§ DIRECTIONS FOR THIS TASK
Reproduce the lines from the start of the items up to and including the line with "176L0 231L228 230V143L0", renaming "rough mask" to "coarse mask" and leaving everything else unchanged.

Stored data entries
————————

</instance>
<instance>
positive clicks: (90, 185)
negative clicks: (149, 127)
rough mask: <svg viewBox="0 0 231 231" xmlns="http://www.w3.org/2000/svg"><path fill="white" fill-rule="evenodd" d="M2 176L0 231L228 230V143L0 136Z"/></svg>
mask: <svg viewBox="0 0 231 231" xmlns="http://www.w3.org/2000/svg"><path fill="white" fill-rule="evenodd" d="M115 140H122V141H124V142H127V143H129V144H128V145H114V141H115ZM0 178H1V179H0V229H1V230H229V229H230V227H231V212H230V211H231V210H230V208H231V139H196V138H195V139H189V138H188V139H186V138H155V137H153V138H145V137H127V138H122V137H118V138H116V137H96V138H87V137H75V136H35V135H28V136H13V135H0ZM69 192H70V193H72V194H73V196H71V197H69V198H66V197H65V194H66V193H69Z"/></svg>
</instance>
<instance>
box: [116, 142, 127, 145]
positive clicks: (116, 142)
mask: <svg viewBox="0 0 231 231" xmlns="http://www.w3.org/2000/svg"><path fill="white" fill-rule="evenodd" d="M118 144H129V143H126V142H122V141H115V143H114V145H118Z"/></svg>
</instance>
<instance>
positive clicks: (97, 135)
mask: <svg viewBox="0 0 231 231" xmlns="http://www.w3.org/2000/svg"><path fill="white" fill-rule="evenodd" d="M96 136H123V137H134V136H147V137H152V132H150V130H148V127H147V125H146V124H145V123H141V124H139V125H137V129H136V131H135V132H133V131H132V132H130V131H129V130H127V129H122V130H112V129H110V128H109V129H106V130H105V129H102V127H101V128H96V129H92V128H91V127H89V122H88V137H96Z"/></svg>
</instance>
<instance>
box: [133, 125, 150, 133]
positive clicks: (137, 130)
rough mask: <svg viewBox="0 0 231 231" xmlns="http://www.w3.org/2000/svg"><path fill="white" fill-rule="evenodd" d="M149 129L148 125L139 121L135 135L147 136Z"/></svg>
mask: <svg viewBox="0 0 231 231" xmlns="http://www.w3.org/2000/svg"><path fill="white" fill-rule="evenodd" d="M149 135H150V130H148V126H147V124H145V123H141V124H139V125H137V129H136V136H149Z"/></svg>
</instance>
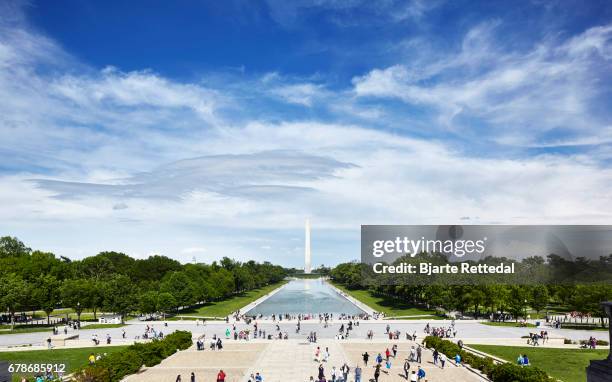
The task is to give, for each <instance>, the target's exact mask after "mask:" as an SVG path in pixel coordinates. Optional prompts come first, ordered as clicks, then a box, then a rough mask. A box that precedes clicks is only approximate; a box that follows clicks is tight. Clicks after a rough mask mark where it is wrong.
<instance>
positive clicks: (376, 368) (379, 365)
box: [374, 363, 380, 382]
mask: <svg viewBox="0 0 612 382" xmlns="http://www.w3.org/2000/svg"><path fill="white" fill-rule="evenodd" d="M379 377H380V363H377V364H376V366H374V381H375V382H378V378H379Z"/></svg>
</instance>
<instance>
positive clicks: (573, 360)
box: [469, 345, 608, 382]
mask: <svg viewBox="0 0 612 382" xmlns="http://www.w3.org/2000/svg"><path fill="white" fill-rule="evenodd" d="M469 346H470V347H472V348H474V349H477V350H480V351H483V352H485V353H489V354H491V355H494V356H496V357H499V358H502V359H505V360H506V361H509V362H512V363H514V362H516V358H517V357H518V355H519V354H527V356H528V357H529V362H530V363H531V364H532V365H533V366H537V367H539V368H540V369H542V370H544V371H546V372H547V373H548V374H549V375H550V376H551V377H554V378H557V379H560V380H562V381H564V382H584V381H586V372H585V370H584V368H585V367H587V366H588V365H589V361H590V360H592V359H604V358H606V357H607V356H608V349H603V348H602V349H596V350H589V349H553V348H540V347H530V346H529V347H519V346H497V345H469Z"/></svg>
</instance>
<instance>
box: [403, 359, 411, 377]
mask: <svg viewBox="0 0 612 382" xmlns="http://www.w3.org/2000/svg"><path fill="white" fill-rule="evenodd" d="M409 371H410V362H408V359H406V360H405V361H404V375H405V376H406V380H408V372H409Z"/></svg>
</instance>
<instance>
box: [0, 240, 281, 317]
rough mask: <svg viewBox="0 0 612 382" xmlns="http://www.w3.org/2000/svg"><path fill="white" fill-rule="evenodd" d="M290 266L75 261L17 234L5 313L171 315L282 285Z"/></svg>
mask: <svg viewBox="0 0 612 382" xmlns="http://www.w3.org/2000/svg"><path fill="white" fill-rule="evenodd" d="M285 275H286V271H285V269H283V268H282V267H280V266H275V265H272V264H270V263H268V262H265V263H256V262H254V261H249V262H245V263H241V262H237V261H234V260H232V259H229V258H223V259H222V260H221V261H220V262H219V263H217V262H213V263H212V264H210V265H209V264H185V265H182V264H181V263H179V262H178V261H176V260H173V259H170V258H168V257H165V256H151V257H149V258H147V259H143V260H140V259H133V258H131V257H129V256H128V255H126V254H123V253H119V252H101V253H99V254H98V255H95V256H91V257H87V258H85V259H82V260H76V261H72V260H70V259H68V258H66V257H57V256H55V255H54V254H52V253H49V252H41V251H33V250H31V249H30V248H28V247H26V245H25V244H24V243H22V242H21V241H19V240H18V239H16V238H13V237H2V238H0V311H3V312H8V313H9V315H10V317H11V321H12V322H14V317H15V313H17V312H23V311H34V310H43V311H44V312H45V313H46V314H47V320H49V315H50V314H51V313H52V312H53V310H54V309H56V308H58V307H66V308H73V309H74V311H75V312H76V313H77V315H78V316H79V319H80V315H81V313H82V312H83V310H84V309H89V310H92V311H93V313H94V318H96V314H97V312H98V311H100V310H103V311H105V312H113V313H118V314H121V315H122V316H125V315H126V314H128V313H130V312H133V311H139V312H141V313H143V314H151V313H155V312H163V313H168V312H171V311H176V310H178V309H179V308H181V307H188V306H191V305H195V304H199V303H203V302H207V301H214V300H219V299H224V298H227V297H229V296H231V295H233V294H236V293H241V292H244V291H247V290H251V289H255V288H259V287H261V286H264V285H267V284H270V283H274V282H278V281H280V280H282V279H283V278H284V277H285Z"/></svg>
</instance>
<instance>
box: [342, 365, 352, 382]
mask: <svg viewBox="0 0 612 382" xmlns="http://www.w3.org/2000/svg"><path fill="white" fill-rule="evenodd" d="M340 371H341V372H342V380H343V382H348V373H349V372H350V371H351V370H350V368H349V367H348V365H347V364H346V362H345V363H344V365H342V366H341V367H340Z"/></svg>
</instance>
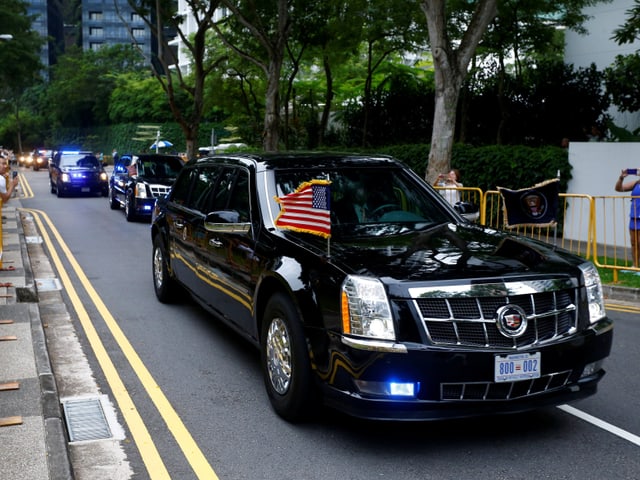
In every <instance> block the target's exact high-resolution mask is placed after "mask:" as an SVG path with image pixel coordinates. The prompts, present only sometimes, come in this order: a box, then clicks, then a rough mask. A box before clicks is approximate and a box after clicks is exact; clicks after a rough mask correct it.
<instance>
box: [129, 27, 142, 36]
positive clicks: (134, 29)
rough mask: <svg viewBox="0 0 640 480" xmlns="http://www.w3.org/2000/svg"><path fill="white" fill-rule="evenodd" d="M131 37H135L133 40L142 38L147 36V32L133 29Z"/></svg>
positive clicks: (131, 29)
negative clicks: (144, 36) (134, 39)
mask: <svg viewBox="0 0 640 480" xmlns="http://www.w3.org/2000/svg"><path fill="white" fill-rule="evenodd" d="M131 35H133V38H142V37H144V36H145V31H144V28H132V29H131Z"/></svg>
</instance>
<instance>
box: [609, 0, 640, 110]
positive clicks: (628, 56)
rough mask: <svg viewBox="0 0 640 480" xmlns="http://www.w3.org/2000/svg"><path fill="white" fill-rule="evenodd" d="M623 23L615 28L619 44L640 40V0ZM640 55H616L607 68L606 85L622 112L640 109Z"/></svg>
mask: <svg viewBox="0 0 640 480" xmlns="http://www.w3.org/2000/svg"><path fill="white" fill-rule="evenodd" d="M625 13H626V16H627V18H626V20H625V23H624V24H623V25H621V26H620V27H619V28H617V29H616V30H614V35H613V39H614V40H615V41H616V42H618V45H623V44H626V43H633V42H635V41H637V40H640V0H634V5H633V7H632V8H630V9H628V10H627V11H626V12H625ZM639 75H640V55H639V54H638V52H636V53H634V54H631V55H618V56H616V59H615V62H614V63H613V65H611V66H610V67H608V68H607V69H605V85H606V88H607V92H609V94H610V95H611V98H612V103H613V104H614V105H616V106H617V107H618V108H619V109H620V111H621V112H637V111H638V110H640V88H639V86H638V81H637V79H638V76H639Z"/></svg>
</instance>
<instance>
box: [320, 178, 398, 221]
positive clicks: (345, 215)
mask: <svg viewBox="0 0 640 480" xmlns="http://www.w3.org/2000/svg"><path fill="white" fill-rule="evenodd" d="M340 183H341V184H342V185H341V186H342V197H341V198H340V199H339V200H336V201H335V202H334V204H333V206H332V210H334V212H335V215H336V217H337V219H338V221H339V223H367V222H372V221H376V220H379V219H380V217H381V216H382V215H383V214H384V213H385V207H389V206H391V205H395V204H396V203H397V202H396V200H395V197H394V195H393V193H391V192H389V191H388V189H387V188H386V183H385V180H384V179H383V178H378V177H377V176H376V177H373V176H370V175H359V176H358V178H357V179H345V180H344V181H343V182H340ZM396 208H397V207H396Z"/></svg>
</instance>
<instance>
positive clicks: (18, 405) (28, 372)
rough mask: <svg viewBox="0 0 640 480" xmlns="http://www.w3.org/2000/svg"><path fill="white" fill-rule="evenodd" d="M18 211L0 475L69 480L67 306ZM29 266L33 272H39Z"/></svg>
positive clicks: (0, 444) (12, 207) (108, 468)
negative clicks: (51, 332) (64, 381)
mask: <svg viewBox="0 0 640 480" xmlns="http://www.w3.org/2000/svg"><path fill="white" fill-rule="evenodd" d="M20 207H21V204H20V199H19V198H14V199H12V200H11V201H10V202H8V204H7V205H5V206H4V208H3V212H2V216H3V237H4V242H3V243H4V258H5V261H4V266H5V268H9V267H13V270H4V271H0V478H1V479H2V480H27V479H28V480H73V479H74V473H73V470H72V468H71V461H70V458H71V455H70V449H69V443H68V438H67V433H66V428H65V425H64V418H63V414H62V407H61V405H60V398H59V393H58V387H57V385H56V381H55V378H54V375H53V372H52V368H51V363H50V360H49V351H48V349H47V341H46V338H45V328H47V327H49V328H53V325H50V323H49V322H54V319H53V317H52V315H51V313H50V311H51V310H52V309H61V310H64V309H65V307H64V305H59V304H60V303H62V300H61V298H60V297H59V296H58V295H59V294H57V295H51V294H50V293H51V292H47V291H46V290H47V289H46V285H45V286H42V285H41V286H38V285H37V283H41V282H43V279H40V278H39V277H48V276H55V272H53V270H52V269H51V266H50V263H49V259H48V257H47V256H46V254H45V251H44V248H43V247H42V245H41V243H40V237H39V236H38V235H39V232H35V231H31V230H33V227H28V229H29V232H25V226H24V225H28V222H25V223H23V219H22V216H23V215H25V214H24V213H21V212H20ZM32 265H34V266H35V267H37V268H35V270H36V275H34V269H33V268H32ZM46 280H48V278H44V281H46ZM7 284H10V285H7ZM2 285H5V286H2ZM38 288H40V292H38ZM604 293H605V297H606V299H607V301H616V302H625V303H629V304H632V305H639V304H640V290H637V289H632V288H625V287H615V286H610V285H605V286H604ZM54 303H55V304H56V305H54ZM43 320H44V322H43ZM50 333H51V332H50ZM86 457H87V462H88V463H94V464H95V465H94V467H95V468H97V469H98V470H100V471H102V472H103V473H105V476H104V477H103V478H126V475H124V476H123V477H119V476H118V475H117V474H116V473H114V472H117V471H118V470H119V468H120V466H118V467H114V468H113V469H112V470H110V469H109V468H104V467H103V466H102V465H100V460H99V459H98V457H97V456H96V455H95V454H94V453H93V452H90V453H89V454H88V455H86ZM115 463H117V462H115ZM77 467H78V468H80V470H82V467H81V466H77ZM89 470H90V467H89ZM80 476H81V477H82V476H83V475H80ZM86 478H91V475H89V476H86Z"/></svg>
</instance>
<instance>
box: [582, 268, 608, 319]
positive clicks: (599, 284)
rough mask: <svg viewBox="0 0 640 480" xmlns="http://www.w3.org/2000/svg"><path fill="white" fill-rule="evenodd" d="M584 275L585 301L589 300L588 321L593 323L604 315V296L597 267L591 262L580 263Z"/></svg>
mask: <svg viewBox="0 0 640 480" xmlns="http://www.w3.org/2000/svg"><path fill="white" fill-rule="evenodd" d="M580 270H582V275H583V277H584V285H585V288H586V289H587V301H588V302H589V321H590V322H591V323H595V322H597V321H598V320H600V319H601V318H602V317H604V316H605V310H604V296H603V295H602V283H601V282H600V274H599V273H598V269H597V268H596V267H595V265H593V263H591V262H585V263H583V264H582V265H580Z"/></svg>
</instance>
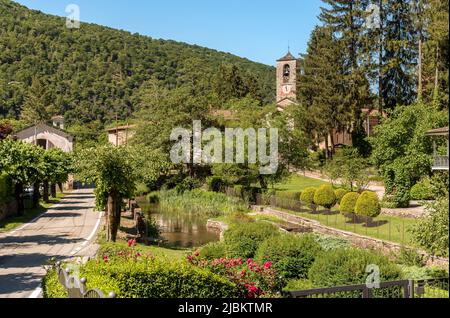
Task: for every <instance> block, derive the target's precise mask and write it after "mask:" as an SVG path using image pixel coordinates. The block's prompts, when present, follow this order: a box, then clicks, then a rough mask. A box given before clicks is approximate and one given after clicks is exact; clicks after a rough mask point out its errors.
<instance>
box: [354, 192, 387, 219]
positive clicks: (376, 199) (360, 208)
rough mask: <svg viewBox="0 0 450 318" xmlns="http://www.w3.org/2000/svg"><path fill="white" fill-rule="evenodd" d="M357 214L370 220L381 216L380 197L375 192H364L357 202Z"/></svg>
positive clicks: (361, 195)
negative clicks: (372, 218)
mask: <svg viewBox="0 0 450 318" xmlns="http://www.w3.org/2000/svg"><path fill="white" fill-rule="evenodd" d="M355 213H356V214H357V215H359V216H364V217H370V218H375V217H377V216H379V215H380V213H381V205H380V200H379V199H378V195H377V194H376V193H375V192H370V191H364V192H363V193H362V194H361V195H360V196H359V198H358V200H357V201H356V205H355Z"/></svg>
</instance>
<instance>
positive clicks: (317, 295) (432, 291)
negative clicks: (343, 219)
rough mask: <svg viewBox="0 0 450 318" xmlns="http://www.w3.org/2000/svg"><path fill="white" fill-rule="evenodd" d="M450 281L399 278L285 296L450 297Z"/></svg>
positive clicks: (392, 297) (288, 296)
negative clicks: (352, 285)
mask: <svg viewBox="0 0 450 318" xmlns="http://www.w3.org/2000/svg"><path fill="white" fill-rule="evenodd" d="M448 283H449V279H448V278H441V279H429V280H416V281H414V280H399V281H392V282H382V283H380V284H379V286H377V287H368V286H367V285H353V286H339V287H329V288H316V289H310V290H301V291H289V292H285V293H284V294H283V296H284V297H286V298H449V292H448V290H449V289H448V285H449V284H448Z"/></svg>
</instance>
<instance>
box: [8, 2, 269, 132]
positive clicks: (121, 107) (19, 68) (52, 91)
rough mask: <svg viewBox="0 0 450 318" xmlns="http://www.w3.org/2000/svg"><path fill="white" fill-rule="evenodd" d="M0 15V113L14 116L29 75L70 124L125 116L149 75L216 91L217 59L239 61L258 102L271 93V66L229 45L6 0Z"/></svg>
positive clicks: (130, 110) (205, 94)
mask: <svg viewBox="0 0 450 318" xmlns="http://www.w3.org/2000/svg"><path fill="white" fill-rule="evenodd" d="M0 16H1V17H2V27H1V28H0V30H1V31H0V47H5V48H6V47H7V48H9V49H7V50H6V49H5V50H2V52H1V53H0V60H1V61H2V63H1V67H0V83H5V84H2V85H0V96H4V97H5V98H2V100H5V103H4V105H2V107H1V108H0V117H3V116H10V117H19V115H20V112H21V109H22V106H23V104H24V100H26V99H29V98H30V97H29V96H30V94H31V92H32V90H31V88H30V86H31V84H32V78H33V77H35V78H39V79H40V81H41V83H42V86H43V87H45V96H44V97H43V98H41V99H40V100H42V105H44V106H49V105H51V106H52V112H56V113H63V112H65V114H64V115H65V118H66V120H67V122H68V123H69V124H73V123H76V122H80V123H86V122H91V121H94V120H96V119H97V118H104V119H105V120H106V121H107V122H111V121H113V120H114V117H115V113H116V112H117V113H118V115H119V118H125V117H127V116H129V114H130V112H131V113H134V112H135V111H136V110H138V107H139V102H138V101H137V100H136V99H138V98H137V96H136V95H137V94H138V92H139V91H140V89H141V87H142V86H143V84H144V83H146V82H147V81H148V80H150V79H155V80H156V81H157V82H158V83H160V85H161V86H162V87H167V88H174V87H176V88H180V87H181V88H186V89H188V90H189V91H190V93H191V94H192V95H205V96H206V95H212V94H215V87H214V85H213V83H214V82H215V78H216V76H217V75H216V74H219V69H220V68H221V65H227V66H228V65H230V67H236V68H238V69H239V71H240V76H241V79H242V81H243V82H244V83H245V84H246V85H245V86H246V88H247V91H248V93H250V94H251V95H252V96H255V97H257V98H258V99H259V100H260V101H261V102H264V103H265V104H267V103H269V102H272V101H273V100H274V89H273V87H275V76H274V75H273V74H274V69H273V67H269V66H267V65H263V64H259V63H254V62H251V61H249V60H247V59H244V58H239V57H237V56H234V55H231V54H228V53H222V52H218V51H215V50H211V49H207V48H203V47H199V46H196V45H188V44H185V43H179V42H175V41H166V40H159V39H152V38H150V37H147V36H141V35H138V34H131V33H129V32H126V31H119V30H114V29H111V28H107V27H103V26H99V25H94V24H87V23H86V24H85V23H82V24H81V28H80V29H79V30H76V32H73V30H71V29H68V28H66V26H65V18H61V17H56V16H51V15H46V14H43V13H41V12H38V11H34V10H28V9H27V8H25V7H23V6H21V5H19V4H16V3H14V2H12V1H9V0H1V1H0ZM19 43H20V45H18V44H19ZM55 52H56V53H55ZM224 80H226V81H228V78H225V79H224ZM9 82H21V83H23V84H22V85H19V84H16V85H6V83H9ZM227 83H228V82H225V84H227ZM225 84H224V85H225ZM34 95H35V96H38V97H41V95H40V94H34ZM34 95H33V96H34ZM233 95H234V94H233ZM29 103H30V102H29ZM30 104H31V103H30ZM39 105H40V104H39ZM29 109H32V108H31V107H29ZM206 110H207V109H205V111H206ZM52 112H49V113H48V115H47V113H46V117H47V116H49V115H51V113H52Z"/></svg>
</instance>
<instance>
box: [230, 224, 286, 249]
mask: <svg viewBox="0 0 450 318" xmlns="http://www.w3.org/2000/svg"><path fill="white" fill-rule="evenodd" d="M279 235H281V233H280V231H279V229H278V228H277V227H276V226H275V225H273V224H270V223H267V222H252V223H236V224H233V225H231V227H230V228H229V229H228V230H227V231H225V233H224V242H225V245H226V249H227V256H228V257H231V258H237V257H242V258H253V257H254V256H255V253H256V250H257V249H258V247H259V245H260V244H261V243H262V242H264V241H265V240H267V239H269V238H273V237H276V236H279Z"/></svg>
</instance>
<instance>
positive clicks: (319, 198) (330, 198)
mask: <svg viewBox="0 0 450 318" xmlns="http://www.w3.org/2000/svg"><path fill="white" fill-rule="evenodd" d="M314 203H315V204H317V205H320V206H323V207H324V208H326V209H331V208H332V207H333V206H334V205H335V204H336V195H335V194H334V190H333V187H332V186H331V185H327V184H325V185H322V186H320V187H319V189H317V191H316V192H315V194H314Z"/></svg>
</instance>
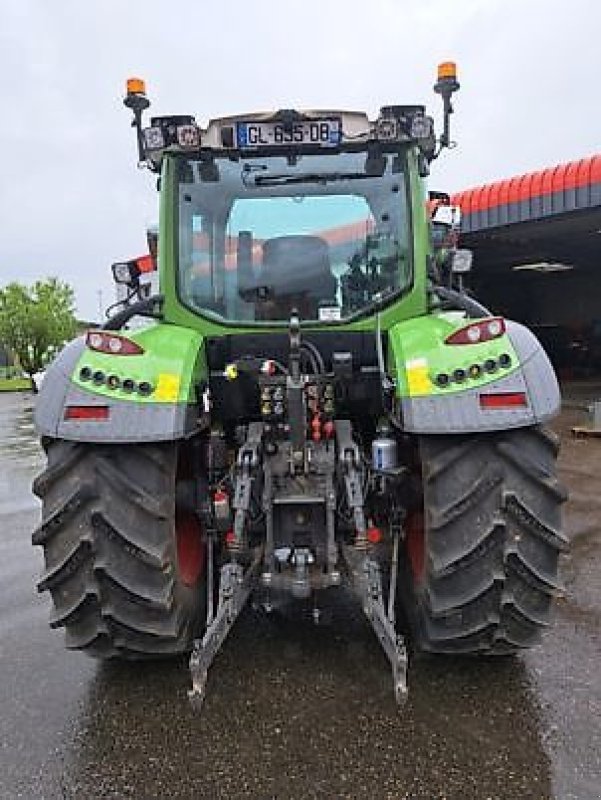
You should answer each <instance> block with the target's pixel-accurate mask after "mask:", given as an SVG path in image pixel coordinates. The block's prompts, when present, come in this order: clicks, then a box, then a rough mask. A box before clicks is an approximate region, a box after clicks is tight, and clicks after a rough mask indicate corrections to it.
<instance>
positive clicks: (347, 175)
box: [254, 172, 373, 186]
mask: <svg viewBox="0 0 601 800" xmlns="http://www.w3.org/2000/svg"><path fill="white" fill-rule="evenodd" d="M372 177H373V175H367V174H366V173H365V172H309V173H306V174H305V175H257V177H256V178H255V180H254V184H255V186H289V185H291V184H295V183H321V184H324V185H325V184H326V183H333V182H334V181H355V180H361V179H363V178H372Z"/></svg>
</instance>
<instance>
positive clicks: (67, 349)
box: [34, 336, 86, 437]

————————

§ FINISHED EXERCISE
</instance>
<instance>
positive clicks: (90, 185)
negative clicks: (149, 127)
coarse mask: <svg viewBox="0 0 231 231" xmlns="http://www.w3.org/2000/svg"><path fill="white" fill-rule="evenodd" d="M2 176L0 231L228 230V143L0 136Z"/></svg>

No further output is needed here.